Stated exercise:
Reproduce the rows below word for word, leaving out the pictures.

Dataset records:
-*-*-

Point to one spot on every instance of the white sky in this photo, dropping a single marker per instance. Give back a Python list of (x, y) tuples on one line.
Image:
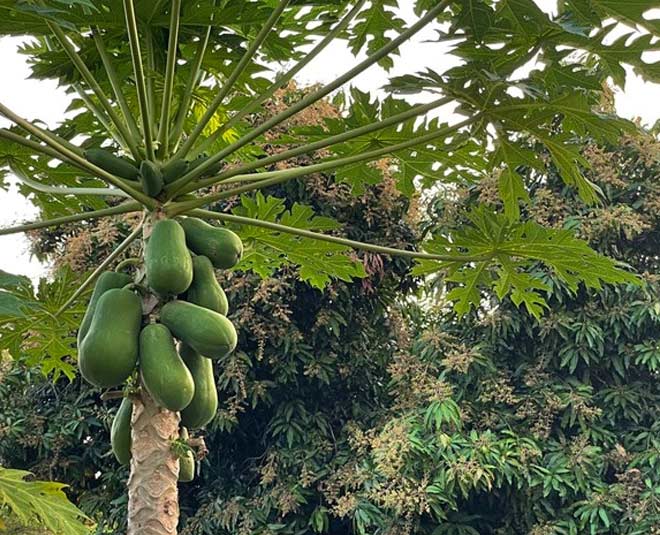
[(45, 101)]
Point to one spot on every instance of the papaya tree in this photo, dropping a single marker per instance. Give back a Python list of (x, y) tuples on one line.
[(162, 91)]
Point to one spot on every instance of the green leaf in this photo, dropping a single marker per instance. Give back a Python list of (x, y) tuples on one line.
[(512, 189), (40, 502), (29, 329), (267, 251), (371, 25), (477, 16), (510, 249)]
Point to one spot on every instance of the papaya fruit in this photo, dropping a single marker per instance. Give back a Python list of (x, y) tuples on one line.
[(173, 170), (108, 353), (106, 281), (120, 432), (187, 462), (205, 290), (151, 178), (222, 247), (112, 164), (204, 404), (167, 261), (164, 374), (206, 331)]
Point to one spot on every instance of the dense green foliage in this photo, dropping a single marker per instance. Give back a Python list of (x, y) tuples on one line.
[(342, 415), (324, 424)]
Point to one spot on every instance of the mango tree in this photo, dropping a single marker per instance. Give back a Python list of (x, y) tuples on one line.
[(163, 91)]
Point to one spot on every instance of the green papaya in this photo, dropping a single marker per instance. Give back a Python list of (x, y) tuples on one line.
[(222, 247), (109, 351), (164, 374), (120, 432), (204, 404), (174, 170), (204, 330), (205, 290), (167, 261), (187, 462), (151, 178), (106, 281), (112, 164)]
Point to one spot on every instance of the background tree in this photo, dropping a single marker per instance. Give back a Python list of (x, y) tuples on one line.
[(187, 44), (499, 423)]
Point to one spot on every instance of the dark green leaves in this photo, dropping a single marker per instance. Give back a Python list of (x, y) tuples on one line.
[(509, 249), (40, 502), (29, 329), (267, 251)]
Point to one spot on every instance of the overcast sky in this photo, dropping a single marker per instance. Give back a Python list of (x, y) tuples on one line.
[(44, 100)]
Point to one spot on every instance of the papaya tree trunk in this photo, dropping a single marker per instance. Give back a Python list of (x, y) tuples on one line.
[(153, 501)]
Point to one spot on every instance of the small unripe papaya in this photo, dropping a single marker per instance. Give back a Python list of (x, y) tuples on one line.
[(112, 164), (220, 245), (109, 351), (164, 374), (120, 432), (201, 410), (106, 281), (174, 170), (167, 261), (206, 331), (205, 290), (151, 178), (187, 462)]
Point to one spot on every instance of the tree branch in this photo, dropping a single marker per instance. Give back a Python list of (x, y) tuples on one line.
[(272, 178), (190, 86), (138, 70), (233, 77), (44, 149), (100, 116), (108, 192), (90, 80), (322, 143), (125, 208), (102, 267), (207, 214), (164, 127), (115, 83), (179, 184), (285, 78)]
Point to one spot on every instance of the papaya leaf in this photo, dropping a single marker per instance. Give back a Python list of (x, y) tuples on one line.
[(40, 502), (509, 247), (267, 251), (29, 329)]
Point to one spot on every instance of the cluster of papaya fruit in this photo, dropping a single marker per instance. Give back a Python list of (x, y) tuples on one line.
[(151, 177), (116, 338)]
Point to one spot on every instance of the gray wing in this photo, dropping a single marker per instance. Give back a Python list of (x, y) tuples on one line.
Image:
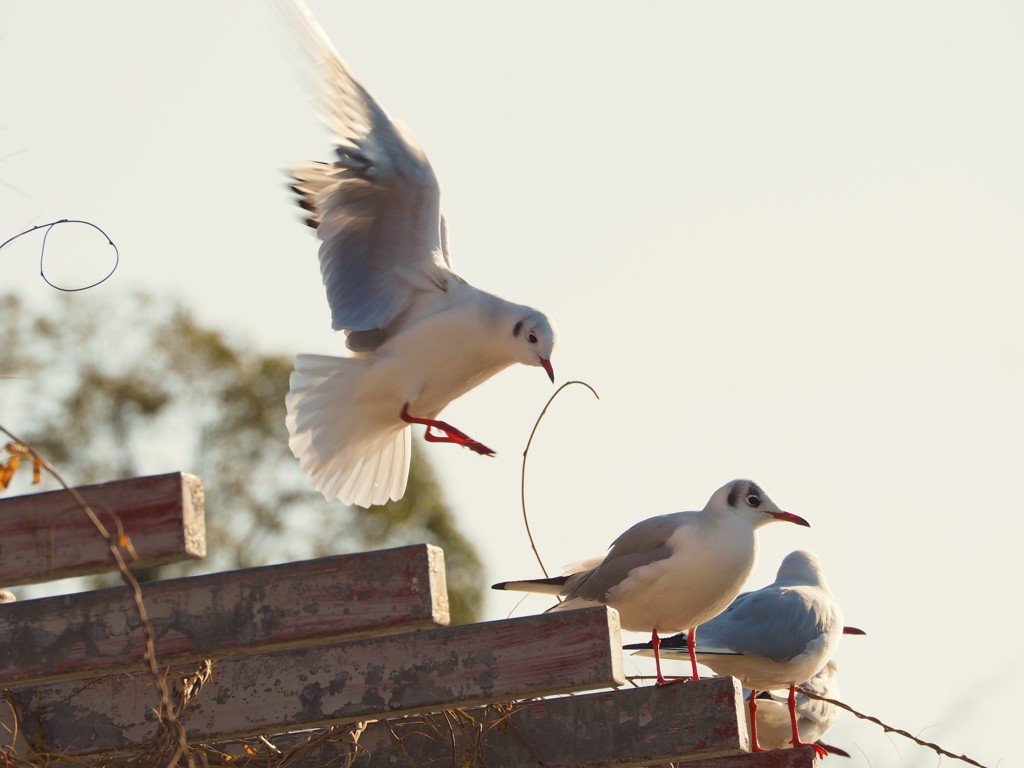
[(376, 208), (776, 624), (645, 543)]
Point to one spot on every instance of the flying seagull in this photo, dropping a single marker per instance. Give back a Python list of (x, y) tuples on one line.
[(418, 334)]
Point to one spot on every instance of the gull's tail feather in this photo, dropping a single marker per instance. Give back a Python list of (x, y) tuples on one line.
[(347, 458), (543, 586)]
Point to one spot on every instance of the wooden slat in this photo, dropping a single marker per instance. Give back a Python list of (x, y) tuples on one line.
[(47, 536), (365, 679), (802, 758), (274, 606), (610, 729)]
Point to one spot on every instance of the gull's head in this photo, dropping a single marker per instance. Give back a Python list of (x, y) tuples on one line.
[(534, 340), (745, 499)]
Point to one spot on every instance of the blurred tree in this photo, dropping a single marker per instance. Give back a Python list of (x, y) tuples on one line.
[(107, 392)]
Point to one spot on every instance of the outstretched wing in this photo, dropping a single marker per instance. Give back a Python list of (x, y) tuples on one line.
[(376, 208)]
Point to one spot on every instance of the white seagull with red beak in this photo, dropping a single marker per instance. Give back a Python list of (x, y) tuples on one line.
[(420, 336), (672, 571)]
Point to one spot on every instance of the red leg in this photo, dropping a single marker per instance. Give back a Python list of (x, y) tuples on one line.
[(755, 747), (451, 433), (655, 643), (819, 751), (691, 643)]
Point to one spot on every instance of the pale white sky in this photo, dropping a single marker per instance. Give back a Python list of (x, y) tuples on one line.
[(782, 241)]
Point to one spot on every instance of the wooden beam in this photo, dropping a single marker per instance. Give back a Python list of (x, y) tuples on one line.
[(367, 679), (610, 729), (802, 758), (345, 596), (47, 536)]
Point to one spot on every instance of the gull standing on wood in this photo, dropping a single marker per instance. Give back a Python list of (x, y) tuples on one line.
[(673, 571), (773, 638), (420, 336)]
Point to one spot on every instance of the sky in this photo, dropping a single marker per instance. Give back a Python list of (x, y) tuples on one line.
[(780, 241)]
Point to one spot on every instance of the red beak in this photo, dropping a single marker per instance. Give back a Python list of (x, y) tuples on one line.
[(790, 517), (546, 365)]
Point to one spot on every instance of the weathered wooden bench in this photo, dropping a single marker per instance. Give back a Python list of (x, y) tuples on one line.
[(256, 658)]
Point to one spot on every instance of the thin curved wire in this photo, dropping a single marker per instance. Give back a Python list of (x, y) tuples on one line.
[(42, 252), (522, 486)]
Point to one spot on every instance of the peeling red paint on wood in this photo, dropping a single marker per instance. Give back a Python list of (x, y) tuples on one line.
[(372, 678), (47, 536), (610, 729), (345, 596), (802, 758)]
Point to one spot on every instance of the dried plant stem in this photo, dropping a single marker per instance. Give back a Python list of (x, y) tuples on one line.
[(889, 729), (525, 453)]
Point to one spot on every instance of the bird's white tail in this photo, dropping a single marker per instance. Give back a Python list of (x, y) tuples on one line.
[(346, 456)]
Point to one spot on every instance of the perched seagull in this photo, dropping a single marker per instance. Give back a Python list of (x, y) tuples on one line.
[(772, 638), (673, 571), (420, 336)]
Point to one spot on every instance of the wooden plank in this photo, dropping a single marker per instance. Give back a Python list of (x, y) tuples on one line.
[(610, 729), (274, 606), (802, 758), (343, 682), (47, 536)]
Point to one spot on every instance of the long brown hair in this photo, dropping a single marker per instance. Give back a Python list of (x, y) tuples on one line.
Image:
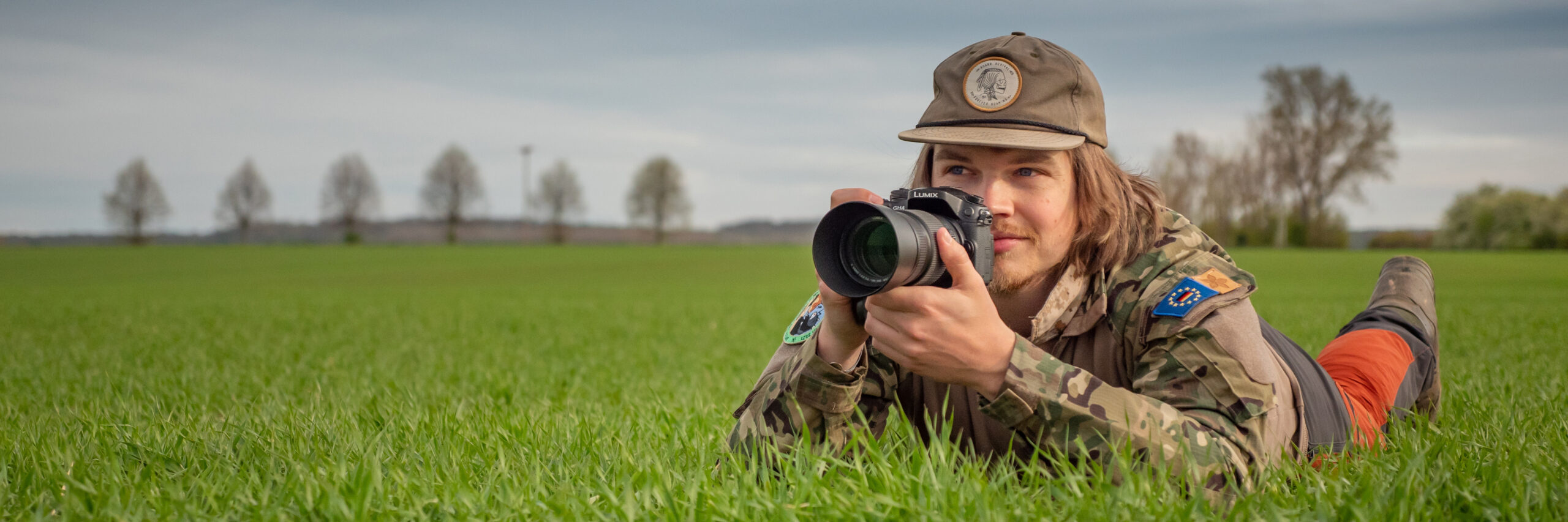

-*-*-

Correct result:
Point to one spot on every instance of the white sky in this photo, dropping a single marker per instance. Give back a Python list of (x, y) tuples on one line.
Image:
[(45, 101)]
Point to one spot on every instance of the papaya tree in this photo, dropping a single marker per instance. Give back a Python list of (x, y) tuples on one line.
[(162, 91)]
Point to one spot on every instance of the green leaf in this photo, dropping a single marker per instance. Give back a Python list of (x, y) tuples on one line.
[(512, 189), (40, 502), (29, 329), (267, 251), (371, 25), (477, 16), (510, 249)]
Point to one spot on every instance of the papaya fruit in this photo, dropping a single marker per instance. Give back a Python list of (x, y) tuples on one line.
[(173, 170), (108, 353), (106, 281), (120, 432), (187, 462), (205, 290), (151, 178), (222, 247), (112, 164), (204, 404), (167, 261), (164, 374), (206, 331)]
Point to one spot on every instance of the dense green foliage in this photo, dropping a single marker per instance. Give back a Python list of (x, y) tuples on one line.
[(342, 415), (324, 424)]
Point to one spot on every instance of the mango tree in this photo, dropping a single marker per instance. Give back a Python list of (x, y) tuples on one line.
[(163, 91)]
Point to one spot on every instance of the green papaya in this photo, dropping a single marker per instance. Give back a Python list of (x, y) tuples on one line.
[(222, 247), (109, 351), (164, 374), (120, 432), (204, 404), (174, 170), (204, 330), (205, 290), (167, 261), (187, 462), (151, 178), (106, 281), (112, 164)]
Point to one spot on every instance of the background tree in this photo, dropping a single marker per instance. Give back a Python list of (x, y) tuples on one line.
[(187, 44), (499, 423)]
Point to one spot on every instance of the dark green leaves in this photo, dropping a single marker per instance. Give back a Python list of (x, y) tuples on one line.
[(509, 249), (40, 502), (29, 329), (267, 251)]
Point to one spot on every instance of the overcast sky in this photo, dropping a single marker per instance. Give back a Python list of (x, y) tuples on one line.
[(44, 100)]
Point to one spot on every instance of the papaya tree trunk in this photo, dropping a single marker per instance. Give back a Python list of (x, y) tuples on one line.
[(153, 501)]
Point to one spot on every instance of the small unripe papaya in this photo, dropping a single marker per instance. Give back a Python list of (x, y) tuples on one line.
[(112, 164), (220, 245), (109, 351), (164, 374), (120, 432), (201, 410), (106, 281), (174, 170), (167, 261), (206, 331), (205, 290), (151, 178), (187, 462)]
Point to one spot on every instance of the tree branch in this photo, dropping a single marker per instance. Give back a Python list of (x, y) tuples on one line.
[(272, 178), (190, 86), (138, 70), (233, 77), (44, 149), (100, 116), (108, 192), (90, 80), (322, 143), (125, 208), (102, 267), (207, 214), (164, 127), (115, 83), (179, 184), (285, 78)]
Point to one spot on every instance of the papaya leaf in this photo, dropping a single marker per instance. Give back a Python list of (x, y) tuples on one line.
[(40, 502), (509, 247), (267, 251), (29, 329)]
Point to one spot on every instance of the cluster of papaya fruit in this photo, dropping a single marker per instance. Give back a Python list of (x, y) tuples on one line.
[(151, 177), (116, 338)]
Point to one spot on every instance of the gray wing in this photo, dropping a single marker per instance. Give back a Python list of (x, y) tuples on one line.
Image:
[(376, 208), (776, 624), (645, 543)]
Point to one spot on every instance of the flying seagull in this photo, dropping a single marker per instance. Give back a Python list of (x, y) tuples on one line.
[(418, 334)]
Point to one spot on every instance of the gull's tail feather in this photo, dropping a single marker per instance. Give back a Python list of (x, y) tuples on one line.
[(347, 458), (543, 586)]
Point to one spot on every instance of the wooden slat in this photo, dropping a single marker per instance. Give back a Python list of (x, y) tuples on one line.
[(47, 536), (365, 679), (802, 758), (274, 606), (610, 729)]
Point to one spot on every instance of the gull's head in this photo, dropping a single marker per instance. Give back a Python list of (x, y) tuples on one line.
[(534, 340), (745, 499)]
Point to one spot on every instance of the blurred tree in this photo, dropping a single marker per instance. Give back a Python list of (x, y) tuples on one line.
[(107, 392)]
Point to one spot on every instance of the outstretched wing in this photo, dropping a single marker per instance. Give back a Python list of (x, y) tuples on one line.
[(376, 208)]
Point to one spot on every instance of the white seagull with red beak in this photo, dropping a single marker per instance. Give back a Python list of (x, y) tuples on one line.
[(420, 336), (672, 571)]
Point to one spot on every instance of the red leg in this photo, dropping a single marker per instance. Give back a Python list of (x, y) tuples on one line.
[(755, 747), (451, 433), (655, 643), (819, 751), (691, 643)]
Point to one spot on every instance of the pale white sky in this photo, dropping a single marker per instance. Give back a Python list of (x, y) tuples on one line.
[(782, 241)]
Point to one spot on every instance of the wooden beam in this photo, dropping a single marker per instance. Give back a Python list of (x, y) tuples on one line.
[(367, 679), (610, 729), (802, 758), (345, 596), (47, 536)]
Point to one spot on every instance of the gull standing on wood in this photo, dropping a single marker per instance. Give back a Python list of (x, y) tuples on one line.
[(673, 571), (773, 638), (420, 336)]
Point to one spot on every instance of the sky in this photo, dropping a single marker per instance. Give back a Python list of (x, y) tuples on one line.
[(780, 241)]
Point to one spot on every instance of the red beak in this photo, dropping a single marker per instance. Give back a Python list of (x, y) tuples on one line.
[(790, 517), (546, 365)]
Point to one spot on every instance of the weathered wooden bench in this photo, dropping a single marker per instance. Give back a Python list of (x, y) tuples on one line.
[(256, 658)]
Point to one spot on every instance of the thin curved wire in this photo, dropping a single marker per instance. Give back a Python list of (x, y) tuples on one line.
[(42, 252), (522, 486)]
Point to one spot on every instance of the peeling red paint on wood in this photo, dropping a single marker per instance. Give back a Python list of (x, y) tuples on one line.
[(372, 678), (47, 536), (610, 729), (345, 596), (802, 758)]
Point to one spot on every instance of the dried plant stem in this photo, dropping a single marker per instance. Give back a Python list of (x, y) tuples on one line.
[(889, 729), (525, 453)]
Point to one spot on every instance of the bird's white tail in this photo, dropping a single marker per instance. Give back a Python list of (x, y) tuples on one line.
[(346, 456)]
Point to one spot on every instance of the perched seagull in this photo, dropping a single marker per instance. Give back a Python list of (x, y) tuples on one line.
[(772, 638), (673, 571), (420, 336)]
Point to one spot on every instance of the wooden plank in this photo, dropping a single marker per instance. Give back a Python list of (x, y) tuples on one line.
[(610, 729), (274, 606), (802, 758), (343, 682), (47, 536)]
Point to one spot on every instance of the long brown hair in this photo, dropping a single marker per instance. Give back a Python list of (x, y) tuples on one line.
Image:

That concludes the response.